> Input data:
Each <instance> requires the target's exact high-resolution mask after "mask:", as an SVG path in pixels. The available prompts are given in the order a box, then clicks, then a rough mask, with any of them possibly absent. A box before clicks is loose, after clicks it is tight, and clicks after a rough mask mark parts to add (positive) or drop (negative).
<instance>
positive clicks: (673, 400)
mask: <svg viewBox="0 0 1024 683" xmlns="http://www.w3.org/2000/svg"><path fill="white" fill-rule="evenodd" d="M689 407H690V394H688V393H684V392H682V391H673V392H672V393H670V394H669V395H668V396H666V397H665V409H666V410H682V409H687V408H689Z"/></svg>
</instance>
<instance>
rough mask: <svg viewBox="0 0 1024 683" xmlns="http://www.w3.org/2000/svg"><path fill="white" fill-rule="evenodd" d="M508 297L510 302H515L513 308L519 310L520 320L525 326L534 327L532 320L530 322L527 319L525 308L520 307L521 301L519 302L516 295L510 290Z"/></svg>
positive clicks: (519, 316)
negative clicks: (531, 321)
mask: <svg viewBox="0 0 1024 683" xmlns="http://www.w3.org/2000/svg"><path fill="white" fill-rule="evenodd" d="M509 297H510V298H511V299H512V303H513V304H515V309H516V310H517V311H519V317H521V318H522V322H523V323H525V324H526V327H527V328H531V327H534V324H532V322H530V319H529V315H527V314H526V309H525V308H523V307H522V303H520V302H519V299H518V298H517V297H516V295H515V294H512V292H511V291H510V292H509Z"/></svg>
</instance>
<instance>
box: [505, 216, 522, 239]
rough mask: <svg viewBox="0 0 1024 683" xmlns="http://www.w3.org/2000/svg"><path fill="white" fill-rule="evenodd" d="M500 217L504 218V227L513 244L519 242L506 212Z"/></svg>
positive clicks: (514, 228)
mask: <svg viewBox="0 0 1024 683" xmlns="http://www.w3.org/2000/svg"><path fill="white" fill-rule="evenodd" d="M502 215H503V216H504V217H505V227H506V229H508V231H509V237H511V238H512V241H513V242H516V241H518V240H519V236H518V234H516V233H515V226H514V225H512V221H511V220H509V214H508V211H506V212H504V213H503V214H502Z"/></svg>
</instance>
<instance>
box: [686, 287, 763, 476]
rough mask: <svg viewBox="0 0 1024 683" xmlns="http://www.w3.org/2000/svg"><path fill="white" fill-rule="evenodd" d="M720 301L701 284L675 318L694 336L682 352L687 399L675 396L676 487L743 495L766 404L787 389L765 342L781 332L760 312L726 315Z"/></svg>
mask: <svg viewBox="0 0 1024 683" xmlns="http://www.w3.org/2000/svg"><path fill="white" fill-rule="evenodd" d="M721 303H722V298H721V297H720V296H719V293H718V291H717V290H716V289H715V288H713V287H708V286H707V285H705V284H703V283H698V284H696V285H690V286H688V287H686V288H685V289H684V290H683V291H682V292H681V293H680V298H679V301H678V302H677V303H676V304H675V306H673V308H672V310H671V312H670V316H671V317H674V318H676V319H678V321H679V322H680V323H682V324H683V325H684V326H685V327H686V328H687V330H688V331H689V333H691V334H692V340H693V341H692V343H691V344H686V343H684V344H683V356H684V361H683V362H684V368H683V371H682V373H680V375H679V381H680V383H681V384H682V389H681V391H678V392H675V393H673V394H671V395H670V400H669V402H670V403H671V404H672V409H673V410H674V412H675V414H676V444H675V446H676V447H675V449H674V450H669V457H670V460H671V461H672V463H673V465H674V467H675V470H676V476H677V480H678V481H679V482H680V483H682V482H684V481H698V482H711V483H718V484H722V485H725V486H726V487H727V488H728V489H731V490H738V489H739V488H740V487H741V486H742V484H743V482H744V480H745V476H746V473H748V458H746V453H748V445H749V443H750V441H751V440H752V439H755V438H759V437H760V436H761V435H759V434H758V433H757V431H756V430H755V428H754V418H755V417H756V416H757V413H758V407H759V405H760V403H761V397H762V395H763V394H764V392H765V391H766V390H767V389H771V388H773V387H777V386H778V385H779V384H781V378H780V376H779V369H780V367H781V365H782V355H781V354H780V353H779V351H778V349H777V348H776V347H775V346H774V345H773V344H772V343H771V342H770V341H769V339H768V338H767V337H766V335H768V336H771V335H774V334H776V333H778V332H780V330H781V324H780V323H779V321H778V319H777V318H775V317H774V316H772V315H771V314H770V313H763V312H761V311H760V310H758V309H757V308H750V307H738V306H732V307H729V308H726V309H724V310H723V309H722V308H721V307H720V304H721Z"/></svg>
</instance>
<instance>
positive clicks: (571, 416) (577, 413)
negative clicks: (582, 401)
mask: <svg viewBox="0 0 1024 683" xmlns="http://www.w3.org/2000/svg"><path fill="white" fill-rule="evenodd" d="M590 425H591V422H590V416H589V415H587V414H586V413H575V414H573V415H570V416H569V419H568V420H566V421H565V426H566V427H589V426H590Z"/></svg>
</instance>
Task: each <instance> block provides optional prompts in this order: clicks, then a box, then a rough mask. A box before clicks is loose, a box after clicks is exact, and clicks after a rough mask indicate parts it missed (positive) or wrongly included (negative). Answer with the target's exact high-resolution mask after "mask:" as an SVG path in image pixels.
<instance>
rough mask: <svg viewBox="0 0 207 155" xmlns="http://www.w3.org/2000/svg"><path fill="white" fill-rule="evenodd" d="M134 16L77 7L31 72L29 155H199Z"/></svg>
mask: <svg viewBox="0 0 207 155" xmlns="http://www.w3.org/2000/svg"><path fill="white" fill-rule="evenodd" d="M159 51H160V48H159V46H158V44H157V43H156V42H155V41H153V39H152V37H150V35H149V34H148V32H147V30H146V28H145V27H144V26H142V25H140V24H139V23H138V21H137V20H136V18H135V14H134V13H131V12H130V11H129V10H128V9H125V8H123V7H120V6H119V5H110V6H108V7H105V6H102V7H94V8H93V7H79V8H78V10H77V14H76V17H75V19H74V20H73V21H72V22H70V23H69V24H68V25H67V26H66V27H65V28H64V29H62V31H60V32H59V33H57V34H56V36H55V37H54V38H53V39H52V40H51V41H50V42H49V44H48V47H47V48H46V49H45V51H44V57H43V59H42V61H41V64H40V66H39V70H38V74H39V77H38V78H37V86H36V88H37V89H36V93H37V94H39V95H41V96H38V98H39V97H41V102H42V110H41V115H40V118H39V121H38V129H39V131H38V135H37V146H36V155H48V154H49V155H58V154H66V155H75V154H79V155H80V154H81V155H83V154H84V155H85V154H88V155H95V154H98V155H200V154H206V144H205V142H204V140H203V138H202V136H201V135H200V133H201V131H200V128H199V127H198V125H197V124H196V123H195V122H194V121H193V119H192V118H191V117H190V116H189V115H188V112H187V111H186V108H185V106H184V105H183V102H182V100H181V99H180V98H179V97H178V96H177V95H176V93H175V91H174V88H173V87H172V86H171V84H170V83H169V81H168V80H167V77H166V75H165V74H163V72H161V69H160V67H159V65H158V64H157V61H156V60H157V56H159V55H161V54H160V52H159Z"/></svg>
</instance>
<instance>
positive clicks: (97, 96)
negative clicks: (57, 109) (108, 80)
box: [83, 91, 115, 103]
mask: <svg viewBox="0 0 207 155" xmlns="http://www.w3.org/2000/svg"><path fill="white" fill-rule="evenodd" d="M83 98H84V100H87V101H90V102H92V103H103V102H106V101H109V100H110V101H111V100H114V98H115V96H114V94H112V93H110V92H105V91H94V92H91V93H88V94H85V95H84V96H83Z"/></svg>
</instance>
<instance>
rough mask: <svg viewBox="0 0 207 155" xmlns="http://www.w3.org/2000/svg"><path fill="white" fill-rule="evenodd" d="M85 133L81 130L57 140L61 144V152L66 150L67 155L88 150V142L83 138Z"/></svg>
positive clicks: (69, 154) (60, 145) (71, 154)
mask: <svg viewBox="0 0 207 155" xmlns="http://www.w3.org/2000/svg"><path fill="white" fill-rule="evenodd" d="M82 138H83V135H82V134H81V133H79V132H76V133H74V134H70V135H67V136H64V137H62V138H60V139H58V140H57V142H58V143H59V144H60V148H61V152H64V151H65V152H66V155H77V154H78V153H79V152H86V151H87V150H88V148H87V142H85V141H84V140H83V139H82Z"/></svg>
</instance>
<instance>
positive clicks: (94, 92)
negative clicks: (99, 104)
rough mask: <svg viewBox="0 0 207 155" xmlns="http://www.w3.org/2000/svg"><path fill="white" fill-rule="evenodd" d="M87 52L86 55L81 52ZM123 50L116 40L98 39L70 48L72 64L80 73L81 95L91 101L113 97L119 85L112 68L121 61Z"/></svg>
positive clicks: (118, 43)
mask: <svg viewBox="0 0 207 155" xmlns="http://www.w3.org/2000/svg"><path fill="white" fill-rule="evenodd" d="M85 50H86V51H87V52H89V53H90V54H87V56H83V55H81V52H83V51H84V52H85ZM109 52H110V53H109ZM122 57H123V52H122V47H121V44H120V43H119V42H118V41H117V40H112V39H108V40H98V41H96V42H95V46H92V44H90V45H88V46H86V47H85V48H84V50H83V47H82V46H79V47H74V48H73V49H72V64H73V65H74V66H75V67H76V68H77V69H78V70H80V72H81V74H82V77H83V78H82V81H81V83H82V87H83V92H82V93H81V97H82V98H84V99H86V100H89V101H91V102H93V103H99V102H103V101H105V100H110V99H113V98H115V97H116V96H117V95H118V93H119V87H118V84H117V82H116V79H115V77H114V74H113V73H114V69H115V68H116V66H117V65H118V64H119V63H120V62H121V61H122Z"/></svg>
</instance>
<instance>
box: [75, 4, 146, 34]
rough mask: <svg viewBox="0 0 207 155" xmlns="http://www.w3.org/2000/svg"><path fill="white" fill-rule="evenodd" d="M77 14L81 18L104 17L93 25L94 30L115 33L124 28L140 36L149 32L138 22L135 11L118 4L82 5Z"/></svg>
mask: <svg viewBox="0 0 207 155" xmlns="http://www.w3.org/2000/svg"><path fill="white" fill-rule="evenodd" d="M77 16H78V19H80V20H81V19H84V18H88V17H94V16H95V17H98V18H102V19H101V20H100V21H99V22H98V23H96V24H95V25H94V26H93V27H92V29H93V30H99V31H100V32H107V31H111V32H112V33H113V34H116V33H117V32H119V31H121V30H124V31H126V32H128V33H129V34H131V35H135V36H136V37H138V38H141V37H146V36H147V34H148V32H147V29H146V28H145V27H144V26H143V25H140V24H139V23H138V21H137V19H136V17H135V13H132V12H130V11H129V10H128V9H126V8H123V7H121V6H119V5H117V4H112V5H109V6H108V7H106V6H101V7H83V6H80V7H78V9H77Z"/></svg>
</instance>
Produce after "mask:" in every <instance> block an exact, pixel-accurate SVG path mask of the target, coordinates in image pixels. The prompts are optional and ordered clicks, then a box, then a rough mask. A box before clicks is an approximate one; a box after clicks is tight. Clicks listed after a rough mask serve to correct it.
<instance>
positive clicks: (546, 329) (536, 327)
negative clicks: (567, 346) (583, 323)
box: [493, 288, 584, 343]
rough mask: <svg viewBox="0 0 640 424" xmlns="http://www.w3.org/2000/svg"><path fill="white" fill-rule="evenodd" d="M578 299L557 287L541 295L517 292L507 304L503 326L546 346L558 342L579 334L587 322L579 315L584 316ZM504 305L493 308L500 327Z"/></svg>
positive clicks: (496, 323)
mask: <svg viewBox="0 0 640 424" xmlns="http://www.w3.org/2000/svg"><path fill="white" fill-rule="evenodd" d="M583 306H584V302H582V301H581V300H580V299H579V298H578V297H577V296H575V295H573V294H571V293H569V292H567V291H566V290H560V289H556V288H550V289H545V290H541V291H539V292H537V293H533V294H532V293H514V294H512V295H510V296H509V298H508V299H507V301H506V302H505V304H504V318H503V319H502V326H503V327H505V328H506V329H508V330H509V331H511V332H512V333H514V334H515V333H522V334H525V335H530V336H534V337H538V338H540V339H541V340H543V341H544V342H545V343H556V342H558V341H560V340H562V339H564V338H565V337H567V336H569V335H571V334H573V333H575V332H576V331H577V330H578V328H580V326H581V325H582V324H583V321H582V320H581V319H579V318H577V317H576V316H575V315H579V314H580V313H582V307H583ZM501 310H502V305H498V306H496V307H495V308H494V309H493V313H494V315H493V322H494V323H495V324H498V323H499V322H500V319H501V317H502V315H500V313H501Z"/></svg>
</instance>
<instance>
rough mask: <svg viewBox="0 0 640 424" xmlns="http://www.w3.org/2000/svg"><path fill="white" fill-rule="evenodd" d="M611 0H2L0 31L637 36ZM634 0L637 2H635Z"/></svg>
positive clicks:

> Instructions for the task: Having found the line that contains "299L557 287L541 295L517", set down that line and all the rest through the end of the records, exactly.

> Your solution:
rough mask: <svg viewBox="0 0 640 424" xmlns="http://www.w3.org/2000/svg"><path fill="white" fill-rule="evenodd" d="M578 299L557 287L541 295L517 292L507 304L503 326L546 346L558 342L579 334L587 322L579 315L584 316ZM504 305L493 308L500 327Z"/></svg>
positive clicks: (496, 323)
mask: <svg viewBox="0 0 640 424" xmlns="http://www.w3.org/2000/svg"><path fill="white" fill-rule="evenodd" d="M583 306H584V302H582V301H581V300H580V299H579V298H578V297H577V296H575V295H573V294H571V293H569V292H567V291H566V290H560V289H556V288H550V289H545V290H541V291H539V292H537V293H533V294H532V293H514V294H512V295H510V296H509V298H508V299H507V301H506V302H505V304H504V318H503V319H502V326H503V327H505V328H506V329H508V330H509V331H511V332H512V333H514V334H515V333H522V334H525V335H530V336H534V337H538V338H540V339H541V340H543V341H544V342H545V343H556V342H558V341H560V340H562V339H564V338H565V337H567V336H569V335H571V334H573V333H575V332H576V331H577V330H578V328H580V326H581V325H582V324H583V321H582V320H581V319H579V318H577V317H576V316H575V315H579V314H580V313H582V307H583ZM501 310H502V305H498V306H496V307H495V308H494V309H493V313H494V315H493V322H494V323H495V324H498V323H499V322H500V319H501V317H502V315H500V313H501Z"/></svg>
</instance>
<instance>
rough mask: <svg viewBox="0 0 640 424" xmlns="http://www.w3.org/2000/svg"><path fill="white" fill-rule="evenodd" d="M611 0H2L0 31L637 36ZM634 0L637 2H635Z"/></svg>
positive clicks:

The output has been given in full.